> [Objective]:
In the listing below, retype every line from the line with "Here's a bet: you won't be able to pinpoint the denim" to the line with "182 317 241 361", including both of those lines, and retype nothing else.

***** Material shown

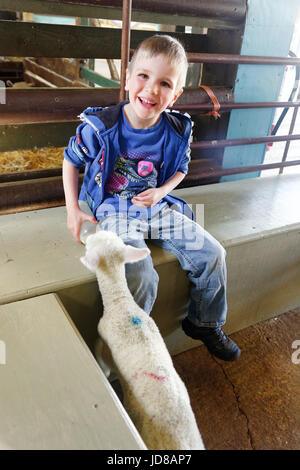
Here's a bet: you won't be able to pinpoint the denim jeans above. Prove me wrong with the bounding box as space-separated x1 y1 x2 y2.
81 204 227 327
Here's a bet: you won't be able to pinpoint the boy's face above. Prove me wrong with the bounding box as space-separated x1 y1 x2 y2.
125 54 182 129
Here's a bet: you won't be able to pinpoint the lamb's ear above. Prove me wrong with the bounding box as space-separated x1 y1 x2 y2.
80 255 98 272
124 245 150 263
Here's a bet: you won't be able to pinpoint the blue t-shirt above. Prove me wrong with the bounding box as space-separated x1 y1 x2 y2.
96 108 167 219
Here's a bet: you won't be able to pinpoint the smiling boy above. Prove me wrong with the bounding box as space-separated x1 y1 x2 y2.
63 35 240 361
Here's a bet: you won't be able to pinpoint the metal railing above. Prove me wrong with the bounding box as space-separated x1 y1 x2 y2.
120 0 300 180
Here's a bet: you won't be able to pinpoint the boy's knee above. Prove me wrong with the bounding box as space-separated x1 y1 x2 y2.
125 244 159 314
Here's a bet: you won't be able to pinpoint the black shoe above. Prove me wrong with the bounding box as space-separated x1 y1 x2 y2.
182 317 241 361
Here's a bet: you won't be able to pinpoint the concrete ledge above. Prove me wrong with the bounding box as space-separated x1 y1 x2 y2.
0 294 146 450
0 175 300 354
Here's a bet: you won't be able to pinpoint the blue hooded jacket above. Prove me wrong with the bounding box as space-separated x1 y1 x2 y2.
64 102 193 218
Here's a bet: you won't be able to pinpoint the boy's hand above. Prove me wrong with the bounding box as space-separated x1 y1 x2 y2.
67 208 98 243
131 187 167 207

**********
***** Material shown

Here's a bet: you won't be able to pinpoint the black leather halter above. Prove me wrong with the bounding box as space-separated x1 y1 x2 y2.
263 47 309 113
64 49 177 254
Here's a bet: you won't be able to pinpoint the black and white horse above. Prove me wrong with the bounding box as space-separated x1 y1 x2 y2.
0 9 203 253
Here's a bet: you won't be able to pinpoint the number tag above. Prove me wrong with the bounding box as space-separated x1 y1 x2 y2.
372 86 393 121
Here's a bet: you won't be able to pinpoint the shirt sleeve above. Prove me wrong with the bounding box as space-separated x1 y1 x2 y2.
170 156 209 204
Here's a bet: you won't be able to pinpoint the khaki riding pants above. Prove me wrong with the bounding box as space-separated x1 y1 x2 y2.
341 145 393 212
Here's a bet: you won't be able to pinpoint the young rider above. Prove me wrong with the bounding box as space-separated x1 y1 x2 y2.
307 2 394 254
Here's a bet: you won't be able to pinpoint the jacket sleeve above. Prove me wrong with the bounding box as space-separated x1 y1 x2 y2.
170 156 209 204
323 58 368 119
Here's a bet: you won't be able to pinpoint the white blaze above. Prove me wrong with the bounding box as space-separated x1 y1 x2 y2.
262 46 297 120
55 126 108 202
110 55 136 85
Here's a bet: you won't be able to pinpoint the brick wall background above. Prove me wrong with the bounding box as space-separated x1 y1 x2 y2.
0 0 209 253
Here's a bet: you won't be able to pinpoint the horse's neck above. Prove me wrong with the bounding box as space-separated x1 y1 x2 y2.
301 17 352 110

**********

> [Solved problem]:
Here's a bet: you won't be able to pinpoint the denim jeans above. Prove me wrong with the bounding box as space-separated x1 y1 x2 y2.
81 204 227 327
Here's a bet: you won't be able to pinpoint the boy's face above. Prove me wrong with the bounding box as space-separated x1 y1 x2 y2.
125 54 182 129
Here's a bet: you won't be able to pinpoint the lamb's ear above. Prove me wrong with the bounding box as space-separated x1 y1 x2 y2.
80 255 98 272
124 245 150 263
Here's a bet: you won't be able to pinpoint the blue t-shirt above. Prove me wrong with the bounding box as space-separated x1 y1 x2 y2.
96 108 167 219
Here's a bet: you won't be able to pinpoint the smiling boy above. Prove me wrong with the bounding box as space-separated x1 y1 x2 y2.
63 35 240 361
Here's a bet: you won't be able to pinpoint the metal railing above. Prove me wrong with the bounding box as space-separated x1 y1 x2 y2.
120 0 300 180
Here's a bet: you won't be able to pinpoint the boy's knee above. Prove me wrong with the bounding box as space-separated x1 y1 x2 y2.
125 244 159 314
Here's a bet: you won't be able to pinpoint the black shoe above. Prove me wrong with the bounding box as space-separated x1 y1 x2 y2.
182 317 241 361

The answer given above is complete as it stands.